What is required :: Transcribe exactly the lines that fall between the one holding "positive clicks: (275, 208) (408, 549)" and the one holding "22L16 800H1197L1200 46ZM488", inclusive, from the entries below.

Record excerpts ::
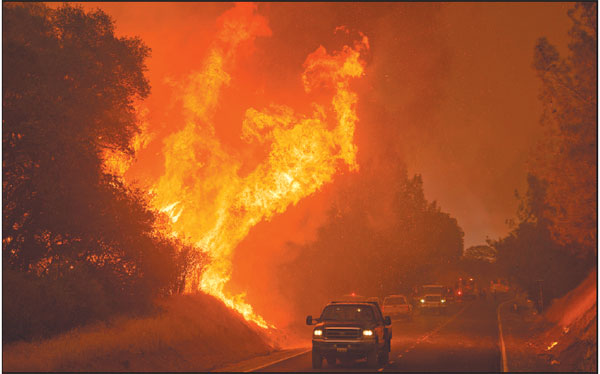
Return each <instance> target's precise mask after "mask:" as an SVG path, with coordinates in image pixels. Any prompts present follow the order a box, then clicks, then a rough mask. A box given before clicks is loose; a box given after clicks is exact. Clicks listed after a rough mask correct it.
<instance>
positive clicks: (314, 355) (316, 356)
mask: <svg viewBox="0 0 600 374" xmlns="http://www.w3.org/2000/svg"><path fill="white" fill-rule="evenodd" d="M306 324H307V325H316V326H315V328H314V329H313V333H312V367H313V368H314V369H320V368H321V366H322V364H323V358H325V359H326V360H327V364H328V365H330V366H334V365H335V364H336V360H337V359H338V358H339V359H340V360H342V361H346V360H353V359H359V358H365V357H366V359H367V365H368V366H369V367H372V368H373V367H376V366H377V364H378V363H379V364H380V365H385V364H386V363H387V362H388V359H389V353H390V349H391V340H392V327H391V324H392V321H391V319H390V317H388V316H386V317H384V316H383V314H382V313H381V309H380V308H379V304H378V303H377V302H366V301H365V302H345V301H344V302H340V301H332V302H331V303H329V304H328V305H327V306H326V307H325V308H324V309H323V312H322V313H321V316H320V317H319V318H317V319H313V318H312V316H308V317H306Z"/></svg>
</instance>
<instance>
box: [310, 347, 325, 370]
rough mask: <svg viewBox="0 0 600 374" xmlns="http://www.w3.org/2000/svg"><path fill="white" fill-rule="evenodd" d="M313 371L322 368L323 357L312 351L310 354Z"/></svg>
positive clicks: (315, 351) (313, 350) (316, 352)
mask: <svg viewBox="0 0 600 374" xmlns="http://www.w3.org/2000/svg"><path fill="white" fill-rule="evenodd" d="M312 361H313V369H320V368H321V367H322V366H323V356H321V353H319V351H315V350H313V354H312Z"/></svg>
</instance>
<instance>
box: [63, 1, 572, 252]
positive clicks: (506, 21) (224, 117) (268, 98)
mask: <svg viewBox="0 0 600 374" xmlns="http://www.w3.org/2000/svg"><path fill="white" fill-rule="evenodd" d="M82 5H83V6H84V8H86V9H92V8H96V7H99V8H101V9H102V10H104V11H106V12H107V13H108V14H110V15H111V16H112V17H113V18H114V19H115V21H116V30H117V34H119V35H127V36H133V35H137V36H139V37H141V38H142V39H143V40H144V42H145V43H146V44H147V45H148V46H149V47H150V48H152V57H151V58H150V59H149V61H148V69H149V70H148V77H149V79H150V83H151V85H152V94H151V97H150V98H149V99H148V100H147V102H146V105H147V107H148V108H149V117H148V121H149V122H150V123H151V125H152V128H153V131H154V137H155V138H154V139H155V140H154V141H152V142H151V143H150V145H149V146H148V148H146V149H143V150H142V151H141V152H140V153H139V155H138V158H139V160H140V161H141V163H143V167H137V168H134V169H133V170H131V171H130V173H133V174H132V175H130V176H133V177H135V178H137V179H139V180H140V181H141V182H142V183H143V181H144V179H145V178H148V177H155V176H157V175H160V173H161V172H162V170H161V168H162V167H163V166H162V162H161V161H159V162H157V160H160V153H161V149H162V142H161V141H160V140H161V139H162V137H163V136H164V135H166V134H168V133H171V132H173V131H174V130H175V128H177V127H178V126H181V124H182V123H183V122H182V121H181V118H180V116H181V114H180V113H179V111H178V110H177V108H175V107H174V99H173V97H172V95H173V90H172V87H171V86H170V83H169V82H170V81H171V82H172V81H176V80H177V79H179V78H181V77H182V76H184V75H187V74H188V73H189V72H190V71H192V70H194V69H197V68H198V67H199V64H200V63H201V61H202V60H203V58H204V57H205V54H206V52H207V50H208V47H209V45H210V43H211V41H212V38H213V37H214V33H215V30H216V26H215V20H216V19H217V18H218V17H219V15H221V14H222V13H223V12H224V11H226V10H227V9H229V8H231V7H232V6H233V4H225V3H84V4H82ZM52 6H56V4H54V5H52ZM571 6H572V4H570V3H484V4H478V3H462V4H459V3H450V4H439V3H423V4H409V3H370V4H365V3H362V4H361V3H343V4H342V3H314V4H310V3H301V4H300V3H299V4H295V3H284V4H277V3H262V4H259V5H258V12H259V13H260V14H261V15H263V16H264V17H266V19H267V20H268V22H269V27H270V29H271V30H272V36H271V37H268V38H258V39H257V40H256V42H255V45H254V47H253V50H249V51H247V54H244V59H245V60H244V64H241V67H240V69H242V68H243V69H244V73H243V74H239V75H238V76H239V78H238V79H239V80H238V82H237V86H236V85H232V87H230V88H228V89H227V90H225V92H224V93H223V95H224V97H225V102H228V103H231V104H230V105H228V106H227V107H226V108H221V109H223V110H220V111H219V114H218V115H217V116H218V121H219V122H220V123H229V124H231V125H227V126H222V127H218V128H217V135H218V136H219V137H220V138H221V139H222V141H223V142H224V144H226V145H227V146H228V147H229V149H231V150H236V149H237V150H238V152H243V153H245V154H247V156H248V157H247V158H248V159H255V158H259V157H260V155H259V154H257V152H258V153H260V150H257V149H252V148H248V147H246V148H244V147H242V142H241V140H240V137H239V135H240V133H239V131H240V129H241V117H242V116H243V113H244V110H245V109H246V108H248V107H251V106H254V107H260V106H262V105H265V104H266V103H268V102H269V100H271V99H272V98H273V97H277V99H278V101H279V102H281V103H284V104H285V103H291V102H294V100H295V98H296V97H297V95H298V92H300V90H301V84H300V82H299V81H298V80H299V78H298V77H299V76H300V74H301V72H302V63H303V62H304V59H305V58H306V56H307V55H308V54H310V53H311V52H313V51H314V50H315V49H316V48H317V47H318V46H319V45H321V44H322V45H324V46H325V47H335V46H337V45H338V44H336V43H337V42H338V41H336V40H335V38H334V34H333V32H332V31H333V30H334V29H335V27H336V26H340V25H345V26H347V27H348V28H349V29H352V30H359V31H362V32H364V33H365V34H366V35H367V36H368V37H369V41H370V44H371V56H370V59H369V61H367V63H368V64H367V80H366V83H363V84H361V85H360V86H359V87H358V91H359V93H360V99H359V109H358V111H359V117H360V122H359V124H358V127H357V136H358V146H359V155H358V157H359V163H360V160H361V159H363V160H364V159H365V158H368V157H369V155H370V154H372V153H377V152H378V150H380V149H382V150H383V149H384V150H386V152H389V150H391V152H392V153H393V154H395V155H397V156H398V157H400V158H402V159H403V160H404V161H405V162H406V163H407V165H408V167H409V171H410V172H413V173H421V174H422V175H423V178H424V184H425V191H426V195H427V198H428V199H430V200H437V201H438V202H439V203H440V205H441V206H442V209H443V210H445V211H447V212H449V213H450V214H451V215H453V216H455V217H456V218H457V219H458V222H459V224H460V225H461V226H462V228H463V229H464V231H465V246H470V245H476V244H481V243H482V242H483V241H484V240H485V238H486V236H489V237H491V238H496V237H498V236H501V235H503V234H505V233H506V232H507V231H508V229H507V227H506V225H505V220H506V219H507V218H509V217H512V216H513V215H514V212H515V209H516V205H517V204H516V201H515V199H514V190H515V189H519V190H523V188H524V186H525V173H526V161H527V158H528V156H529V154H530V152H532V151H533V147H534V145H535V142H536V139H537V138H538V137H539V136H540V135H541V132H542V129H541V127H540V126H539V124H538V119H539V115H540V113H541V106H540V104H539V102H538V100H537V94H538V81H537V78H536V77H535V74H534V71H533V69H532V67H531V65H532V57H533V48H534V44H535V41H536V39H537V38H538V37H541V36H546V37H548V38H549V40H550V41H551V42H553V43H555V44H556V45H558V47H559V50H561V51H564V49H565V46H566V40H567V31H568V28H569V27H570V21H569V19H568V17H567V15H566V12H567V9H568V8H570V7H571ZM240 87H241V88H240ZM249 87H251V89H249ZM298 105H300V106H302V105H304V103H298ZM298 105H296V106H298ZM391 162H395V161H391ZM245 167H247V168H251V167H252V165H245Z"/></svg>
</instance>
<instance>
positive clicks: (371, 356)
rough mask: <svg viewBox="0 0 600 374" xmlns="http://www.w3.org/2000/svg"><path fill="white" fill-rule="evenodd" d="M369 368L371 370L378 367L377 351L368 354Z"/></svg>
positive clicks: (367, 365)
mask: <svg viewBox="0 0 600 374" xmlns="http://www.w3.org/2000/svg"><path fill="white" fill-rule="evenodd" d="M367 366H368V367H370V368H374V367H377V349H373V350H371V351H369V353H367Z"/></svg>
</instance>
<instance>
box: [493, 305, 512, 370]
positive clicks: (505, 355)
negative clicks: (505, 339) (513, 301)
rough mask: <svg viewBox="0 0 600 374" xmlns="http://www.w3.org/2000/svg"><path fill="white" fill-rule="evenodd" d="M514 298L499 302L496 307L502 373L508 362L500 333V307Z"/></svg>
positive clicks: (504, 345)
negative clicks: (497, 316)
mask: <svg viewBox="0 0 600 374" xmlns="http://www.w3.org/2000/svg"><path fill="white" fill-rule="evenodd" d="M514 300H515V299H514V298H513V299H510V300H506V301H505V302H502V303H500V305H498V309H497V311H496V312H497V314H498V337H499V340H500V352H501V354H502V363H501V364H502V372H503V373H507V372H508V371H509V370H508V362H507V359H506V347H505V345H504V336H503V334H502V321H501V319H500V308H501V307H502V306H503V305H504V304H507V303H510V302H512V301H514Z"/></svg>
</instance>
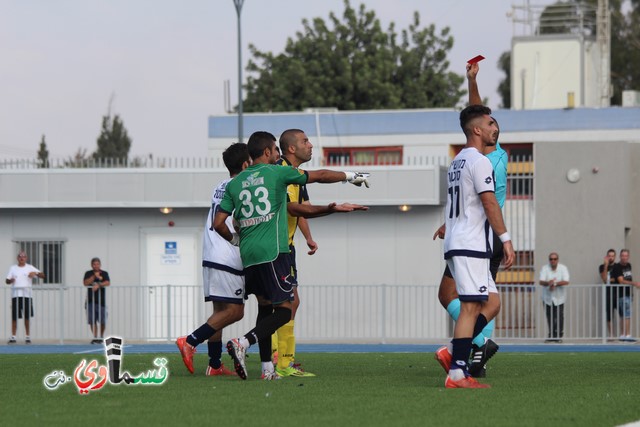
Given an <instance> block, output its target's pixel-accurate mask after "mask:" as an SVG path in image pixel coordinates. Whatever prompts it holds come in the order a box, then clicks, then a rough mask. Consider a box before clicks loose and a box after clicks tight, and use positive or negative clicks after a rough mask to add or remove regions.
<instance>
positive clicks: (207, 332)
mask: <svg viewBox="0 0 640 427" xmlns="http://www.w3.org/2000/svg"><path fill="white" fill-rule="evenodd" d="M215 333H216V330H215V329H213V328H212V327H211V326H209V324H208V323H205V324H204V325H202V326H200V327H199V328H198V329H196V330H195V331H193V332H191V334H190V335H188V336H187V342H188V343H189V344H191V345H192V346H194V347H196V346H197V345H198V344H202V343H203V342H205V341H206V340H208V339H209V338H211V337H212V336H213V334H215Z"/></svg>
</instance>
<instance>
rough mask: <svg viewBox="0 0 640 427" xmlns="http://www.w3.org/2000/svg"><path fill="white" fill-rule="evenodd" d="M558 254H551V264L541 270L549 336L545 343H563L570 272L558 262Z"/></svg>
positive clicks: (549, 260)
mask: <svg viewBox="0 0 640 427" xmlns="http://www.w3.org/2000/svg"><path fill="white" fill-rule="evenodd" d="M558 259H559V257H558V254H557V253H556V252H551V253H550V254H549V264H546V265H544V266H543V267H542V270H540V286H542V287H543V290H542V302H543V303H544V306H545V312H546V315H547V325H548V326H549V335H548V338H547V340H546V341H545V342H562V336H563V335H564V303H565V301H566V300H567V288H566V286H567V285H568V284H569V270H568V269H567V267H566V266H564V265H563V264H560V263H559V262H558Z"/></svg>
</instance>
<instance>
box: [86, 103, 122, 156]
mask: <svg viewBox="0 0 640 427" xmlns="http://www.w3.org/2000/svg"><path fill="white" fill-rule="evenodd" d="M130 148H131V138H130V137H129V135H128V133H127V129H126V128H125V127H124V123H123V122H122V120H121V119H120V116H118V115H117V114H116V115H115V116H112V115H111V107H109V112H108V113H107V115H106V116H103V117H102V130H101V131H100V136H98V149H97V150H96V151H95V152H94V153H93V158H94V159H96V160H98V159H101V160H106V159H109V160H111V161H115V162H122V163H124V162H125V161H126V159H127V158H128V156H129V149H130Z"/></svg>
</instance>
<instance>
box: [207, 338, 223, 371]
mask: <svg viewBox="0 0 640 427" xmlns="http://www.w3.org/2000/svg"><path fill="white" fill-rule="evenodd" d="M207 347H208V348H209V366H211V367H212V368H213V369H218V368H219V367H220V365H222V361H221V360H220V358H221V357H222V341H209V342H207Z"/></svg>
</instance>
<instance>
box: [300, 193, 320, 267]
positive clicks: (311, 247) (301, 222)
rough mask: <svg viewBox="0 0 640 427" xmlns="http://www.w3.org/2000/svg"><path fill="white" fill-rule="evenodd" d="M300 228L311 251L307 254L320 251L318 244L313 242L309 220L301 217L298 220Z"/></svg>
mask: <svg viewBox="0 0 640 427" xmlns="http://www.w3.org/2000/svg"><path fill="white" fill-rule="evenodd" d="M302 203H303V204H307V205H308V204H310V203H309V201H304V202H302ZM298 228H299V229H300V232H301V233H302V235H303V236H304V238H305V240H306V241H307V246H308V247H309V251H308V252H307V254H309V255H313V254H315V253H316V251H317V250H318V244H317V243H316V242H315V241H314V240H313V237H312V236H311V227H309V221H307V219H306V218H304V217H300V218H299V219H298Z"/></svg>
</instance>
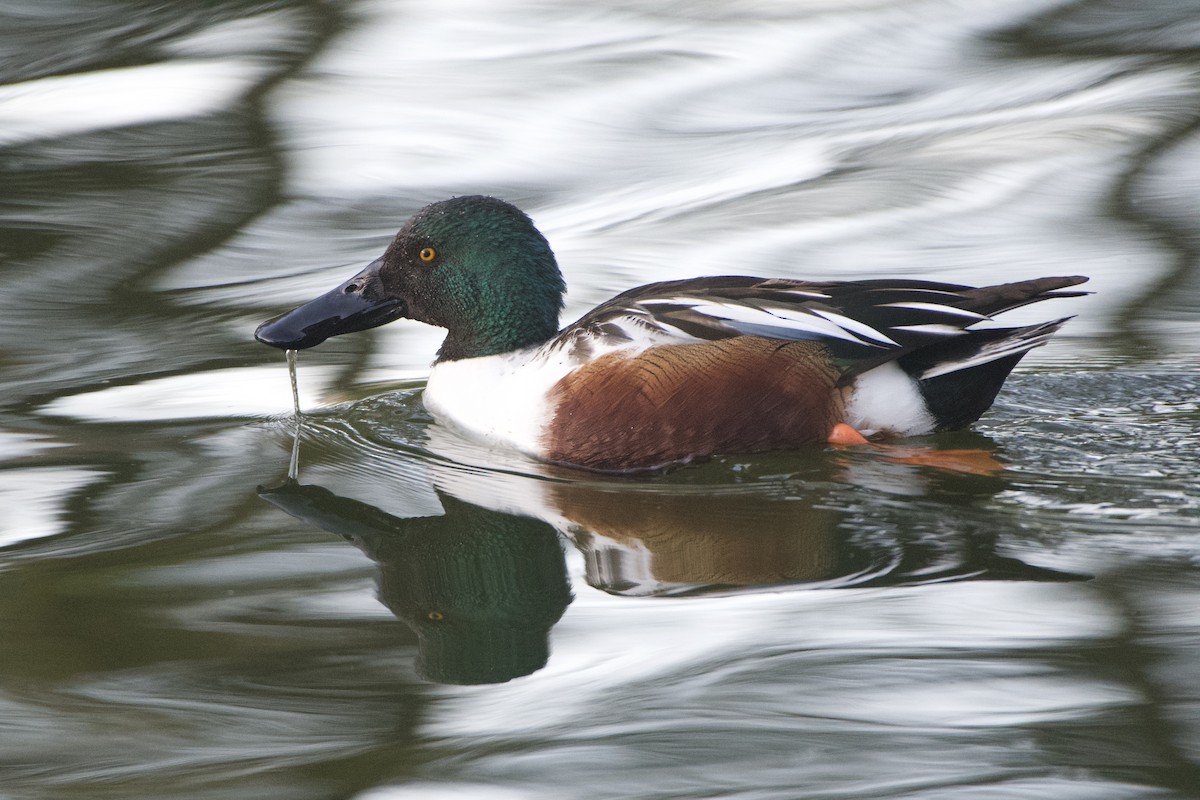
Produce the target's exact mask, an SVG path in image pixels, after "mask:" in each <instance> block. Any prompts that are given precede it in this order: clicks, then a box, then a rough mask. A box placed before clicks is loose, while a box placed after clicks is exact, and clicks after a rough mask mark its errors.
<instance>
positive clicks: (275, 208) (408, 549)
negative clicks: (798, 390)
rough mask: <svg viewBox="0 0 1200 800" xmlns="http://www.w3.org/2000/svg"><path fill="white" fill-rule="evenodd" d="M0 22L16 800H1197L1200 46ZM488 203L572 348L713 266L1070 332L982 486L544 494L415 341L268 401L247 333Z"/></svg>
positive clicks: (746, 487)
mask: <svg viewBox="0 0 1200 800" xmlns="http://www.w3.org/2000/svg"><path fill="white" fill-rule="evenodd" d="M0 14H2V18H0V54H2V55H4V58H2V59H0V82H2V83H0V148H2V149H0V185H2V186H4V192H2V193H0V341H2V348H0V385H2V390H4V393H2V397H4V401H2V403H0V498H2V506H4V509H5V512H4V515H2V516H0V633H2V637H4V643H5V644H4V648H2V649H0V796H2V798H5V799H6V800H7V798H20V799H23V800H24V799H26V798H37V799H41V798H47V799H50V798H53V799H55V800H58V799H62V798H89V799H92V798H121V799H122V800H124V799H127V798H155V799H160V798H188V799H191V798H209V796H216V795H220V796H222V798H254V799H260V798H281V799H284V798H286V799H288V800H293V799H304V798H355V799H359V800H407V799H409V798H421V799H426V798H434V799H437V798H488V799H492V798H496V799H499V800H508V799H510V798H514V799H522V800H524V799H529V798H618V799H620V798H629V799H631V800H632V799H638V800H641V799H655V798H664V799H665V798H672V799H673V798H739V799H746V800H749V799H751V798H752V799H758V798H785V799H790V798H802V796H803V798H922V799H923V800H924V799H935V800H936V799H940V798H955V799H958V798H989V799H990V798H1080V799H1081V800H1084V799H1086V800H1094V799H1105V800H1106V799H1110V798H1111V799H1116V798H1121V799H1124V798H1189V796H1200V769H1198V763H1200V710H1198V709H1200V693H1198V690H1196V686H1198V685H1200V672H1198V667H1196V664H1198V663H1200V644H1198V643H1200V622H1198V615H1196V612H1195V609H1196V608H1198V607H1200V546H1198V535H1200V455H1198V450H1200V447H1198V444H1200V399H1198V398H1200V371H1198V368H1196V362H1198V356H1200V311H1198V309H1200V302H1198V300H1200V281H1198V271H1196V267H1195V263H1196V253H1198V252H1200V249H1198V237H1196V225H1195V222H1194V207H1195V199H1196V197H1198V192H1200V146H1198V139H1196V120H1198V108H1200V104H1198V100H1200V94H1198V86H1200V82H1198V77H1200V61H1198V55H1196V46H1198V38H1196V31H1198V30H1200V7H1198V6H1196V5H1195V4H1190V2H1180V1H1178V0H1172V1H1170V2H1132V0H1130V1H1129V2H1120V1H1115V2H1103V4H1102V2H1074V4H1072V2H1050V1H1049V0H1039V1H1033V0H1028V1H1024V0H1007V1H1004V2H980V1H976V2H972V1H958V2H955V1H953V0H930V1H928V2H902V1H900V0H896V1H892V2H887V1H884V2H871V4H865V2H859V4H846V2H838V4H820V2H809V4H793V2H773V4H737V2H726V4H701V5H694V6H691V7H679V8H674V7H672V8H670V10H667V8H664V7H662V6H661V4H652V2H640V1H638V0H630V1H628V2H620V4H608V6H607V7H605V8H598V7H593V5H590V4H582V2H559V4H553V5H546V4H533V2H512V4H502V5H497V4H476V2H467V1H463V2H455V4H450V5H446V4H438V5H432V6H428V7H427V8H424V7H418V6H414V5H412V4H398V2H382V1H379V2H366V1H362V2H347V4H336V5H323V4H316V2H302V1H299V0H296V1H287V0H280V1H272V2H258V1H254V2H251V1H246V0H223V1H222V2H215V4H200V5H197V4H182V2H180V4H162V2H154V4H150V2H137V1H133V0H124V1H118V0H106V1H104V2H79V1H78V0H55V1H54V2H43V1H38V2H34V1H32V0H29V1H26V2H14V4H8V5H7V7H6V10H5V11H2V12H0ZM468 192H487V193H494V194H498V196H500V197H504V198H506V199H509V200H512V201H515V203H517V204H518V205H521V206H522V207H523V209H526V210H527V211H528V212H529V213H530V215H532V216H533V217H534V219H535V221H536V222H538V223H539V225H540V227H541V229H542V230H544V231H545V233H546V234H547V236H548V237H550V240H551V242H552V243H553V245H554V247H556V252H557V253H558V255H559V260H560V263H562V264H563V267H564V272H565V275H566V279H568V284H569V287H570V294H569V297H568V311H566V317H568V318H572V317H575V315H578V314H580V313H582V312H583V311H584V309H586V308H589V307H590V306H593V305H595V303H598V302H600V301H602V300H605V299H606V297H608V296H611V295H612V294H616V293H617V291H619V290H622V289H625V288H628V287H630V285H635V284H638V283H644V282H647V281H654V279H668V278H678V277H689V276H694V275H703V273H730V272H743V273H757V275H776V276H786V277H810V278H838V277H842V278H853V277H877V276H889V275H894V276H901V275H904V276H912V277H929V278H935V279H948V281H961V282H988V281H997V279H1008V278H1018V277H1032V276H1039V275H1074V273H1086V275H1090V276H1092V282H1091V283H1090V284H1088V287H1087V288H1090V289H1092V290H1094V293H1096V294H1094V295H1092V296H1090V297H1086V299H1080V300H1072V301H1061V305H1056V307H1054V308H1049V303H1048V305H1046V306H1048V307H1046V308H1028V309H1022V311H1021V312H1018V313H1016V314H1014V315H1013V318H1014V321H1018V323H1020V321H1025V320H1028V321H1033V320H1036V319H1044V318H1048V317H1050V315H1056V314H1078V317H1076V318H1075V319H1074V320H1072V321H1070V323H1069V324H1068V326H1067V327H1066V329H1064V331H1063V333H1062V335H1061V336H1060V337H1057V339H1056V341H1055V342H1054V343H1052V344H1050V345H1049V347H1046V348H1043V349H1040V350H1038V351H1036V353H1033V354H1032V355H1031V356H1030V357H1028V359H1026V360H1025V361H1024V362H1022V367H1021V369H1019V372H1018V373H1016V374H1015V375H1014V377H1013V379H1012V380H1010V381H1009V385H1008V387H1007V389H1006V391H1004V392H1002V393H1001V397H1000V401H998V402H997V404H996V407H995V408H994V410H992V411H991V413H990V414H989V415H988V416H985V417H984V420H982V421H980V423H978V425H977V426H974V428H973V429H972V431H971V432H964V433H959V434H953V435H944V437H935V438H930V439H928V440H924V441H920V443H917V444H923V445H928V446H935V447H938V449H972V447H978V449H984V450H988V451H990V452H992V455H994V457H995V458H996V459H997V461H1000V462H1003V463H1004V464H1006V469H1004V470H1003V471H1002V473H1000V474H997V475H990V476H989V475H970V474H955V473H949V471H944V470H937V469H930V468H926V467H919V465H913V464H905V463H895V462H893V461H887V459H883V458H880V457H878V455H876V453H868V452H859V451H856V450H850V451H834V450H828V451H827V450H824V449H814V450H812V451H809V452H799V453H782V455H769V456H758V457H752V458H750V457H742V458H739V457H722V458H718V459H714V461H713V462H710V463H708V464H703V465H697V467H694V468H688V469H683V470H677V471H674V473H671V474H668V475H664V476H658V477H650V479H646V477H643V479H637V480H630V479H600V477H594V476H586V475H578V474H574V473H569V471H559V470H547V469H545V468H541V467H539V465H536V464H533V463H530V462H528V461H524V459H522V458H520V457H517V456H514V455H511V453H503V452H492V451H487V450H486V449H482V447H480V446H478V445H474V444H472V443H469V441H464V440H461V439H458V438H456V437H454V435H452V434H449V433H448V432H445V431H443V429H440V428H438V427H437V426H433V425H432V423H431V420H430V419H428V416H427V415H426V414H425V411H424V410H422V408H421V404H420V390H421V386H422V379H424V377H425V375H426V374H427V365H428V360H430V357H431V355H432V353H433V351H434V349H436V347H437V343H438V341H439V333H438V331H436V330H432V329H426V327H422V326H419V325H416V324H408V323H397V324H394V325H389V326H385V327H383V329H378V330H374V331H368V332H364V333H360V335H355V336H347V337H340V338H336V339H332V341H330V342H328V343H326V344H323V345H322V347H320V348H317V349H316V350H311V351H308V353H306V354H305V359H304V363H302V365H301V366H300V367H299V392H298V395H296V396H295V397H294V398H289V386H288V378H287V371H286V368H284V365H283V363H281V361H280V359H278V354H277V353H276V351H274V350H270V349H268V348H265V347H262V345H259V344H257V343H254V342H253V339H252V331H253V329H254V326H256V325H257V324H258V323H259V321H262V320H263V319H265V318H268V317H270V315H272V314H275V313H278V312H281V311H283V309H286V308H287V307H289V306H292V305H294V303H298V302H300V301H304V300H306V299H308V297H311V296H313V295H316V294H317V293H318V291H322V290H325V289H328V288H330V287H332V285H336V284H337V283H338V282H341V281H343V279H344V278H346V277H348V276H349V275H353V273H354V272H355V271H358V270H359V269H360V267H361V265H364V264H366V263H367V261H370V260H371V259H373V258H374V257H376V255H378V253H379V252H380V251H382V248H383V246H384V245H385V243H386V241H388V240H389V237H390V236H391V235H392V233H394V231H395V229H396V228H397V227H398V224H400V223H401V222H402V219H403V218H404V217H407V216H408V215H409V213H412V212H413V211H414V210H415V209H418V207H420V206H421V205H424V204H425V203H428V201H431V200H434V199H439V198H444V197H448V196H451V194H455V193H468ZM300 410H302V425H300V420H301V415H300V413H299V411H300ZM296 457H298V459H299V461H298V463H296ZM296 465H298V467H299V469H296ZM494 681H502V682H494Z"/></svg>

Task solution ::
positive clicks: (275, 208) (408, 549)
negative clicks: (798, 390)
rough mask: <svg viewBox="0 0 1200 800" xmlns="http://www.w3.org/2000/svg"><path fill="white" fill-rule="evenodd" d="M0 22L16 800H1197L1200 46ZM488 203L572 348L713 266L1070 332L982 486L544 494L415 341L268 401L247 333Z"/></svg>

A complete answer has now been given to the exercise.